=== DATA FOR THIS TASK ===

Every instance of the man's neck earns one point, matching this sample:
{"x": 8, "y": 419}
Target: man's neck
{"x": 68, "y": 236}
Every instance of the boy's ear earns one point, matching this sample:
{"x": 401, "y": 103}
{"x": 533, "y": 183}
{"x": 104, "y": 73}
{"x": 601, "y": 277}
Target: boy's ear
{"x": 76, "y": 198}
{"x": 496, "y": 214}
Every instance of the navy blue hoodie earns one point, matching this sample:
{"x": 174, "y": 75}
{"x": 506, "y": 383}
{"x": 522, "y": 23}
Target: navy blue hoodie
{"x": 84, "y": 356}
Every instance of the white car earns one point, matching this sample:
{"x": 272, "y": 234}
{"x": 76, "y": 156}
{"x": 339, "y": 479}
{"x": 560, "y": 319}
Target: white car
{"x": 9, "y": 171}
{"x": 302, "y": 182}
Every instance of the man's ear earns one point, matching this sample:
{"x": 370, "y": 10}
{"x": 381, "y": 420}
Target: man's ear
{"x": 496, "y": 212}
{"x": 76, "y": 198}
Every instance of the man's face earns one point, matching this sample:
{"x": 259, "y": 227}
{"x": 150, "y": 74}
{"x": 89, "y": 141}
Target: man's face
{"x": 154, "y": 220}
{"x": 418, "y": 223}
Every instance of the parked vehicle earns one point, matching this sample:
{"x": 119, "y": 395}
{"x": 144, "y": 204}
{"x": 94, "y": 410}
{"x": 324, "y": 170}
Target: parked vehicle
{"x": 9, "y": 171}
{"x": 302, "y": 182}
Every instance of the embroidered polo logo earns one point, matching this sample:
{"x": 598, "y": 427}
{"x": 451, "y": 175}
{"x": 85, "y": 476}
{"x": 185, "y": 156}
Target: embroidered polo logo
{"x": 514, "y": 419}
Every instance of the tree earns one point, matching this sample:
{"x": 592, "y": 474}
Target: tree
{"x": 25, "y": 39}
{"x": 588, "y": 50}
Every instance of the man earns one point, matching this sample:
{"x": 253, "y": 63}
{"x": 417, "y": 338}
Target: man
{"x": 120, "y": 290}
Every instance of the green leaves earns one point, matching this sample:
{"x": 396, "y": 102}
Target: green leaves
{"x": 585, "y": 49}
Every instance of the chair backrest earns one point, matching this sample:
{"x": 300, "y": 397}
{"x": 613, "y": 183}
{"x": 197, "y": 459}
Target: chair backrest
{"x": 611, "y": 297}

===

TASK:
Transcribe all of the material exactly. Omit nothing.

THE COMPLETED TASK:
Every instance of the man's neck earns one point, matching this sample:
{"x": 8, "y": 419}
Target: man's neck
{"x": 68, "y": 236}
Every instance of the boy's ear earns one point, matching this sample:
{"x": 401, "y": 103}
{"x": 533, "y": 183}
{"x": 104, "y": 73}
{"x": 601, "y": 277}
Target: boy's ear
{"x": 76, "y": 198}
{"x": 496, "y": 214}
Every instance of the navy blue hoodie earns one point, matching this sample:
{"x": 174, "y": 75}
{"x": 506, "y": 383}
{"x": 522, "y": 23}
Target: navy blue hoodie
{"x": 84, "y": 356}
Every instance of the white car earns one point, matching this sample:
{"x": 272, "y": 234}
{"x": 76, "y": 156}
{"x": 339, "y": 479}
{"x": 560, "y": 319}
Target: white car
{"x": 9, "y": 171}
{"x": 302, "y": 182}
Every instance of the man's ear earns one point, matching this sample:
{"x": 370, "y": 10}
{"x": 381, "y": 420}
Target: man's ear
{"x": 496, "y": 212}
{"x": 76, "y": 198}
Every instance of the man's face earns one point, matching this sample:
{"x": 259, "y": 227}
{"x": 150, "y": 74}
{"x": 89, "y": 141}
Target: man's face
{"x": 154, "y": 220}
{"x": 418, "y": 223}
Every instance of the parked vehicle earns one point, matching this sample:
{"x": 119, "y": 395}
{"x": 144, "y": 204}
{"x": 94, "y": 410}
{"x": 324, "y": 170}
Target: parked vehicle
{"x": 9, "y": 171}
{"x": 302, "y": 182}
Every instance of the embroidered polo logo earns one point, matching this sample:
{"x": 598, "y": 427}
{"x": 451, "y": 175}
{"x": 85, "y": 476}
{"x": 185, "y": 156}
Target: embroidered polo logo
{"x": 514, "y": 419}
Every instance of the tree earns one point, matching this sample:
{"x": 592, "y": 474}
Target: tree
{"x": 25, "y": 39}
{"x": 588, "y": 50}
Every instance of the man earns one point, matching this sample:
{"x": 253, "y": 63}
{"x": 417, "y": 338}
Target: man
{"x": 120, "y": 290}
Every instance of the green leaves earns one point, matching this sample:
{"x": 396, "y": 102}
Target: green leaves
{"x": 585, "y": 49}
Every instance of the chair backrest earns one point, matching this sample:
{"x": 300, "y": 397}
{"x": 613, "y": 183}
{"x": 197, "y": 459}
Target: chair backrest
{"x": 611, "y": 297}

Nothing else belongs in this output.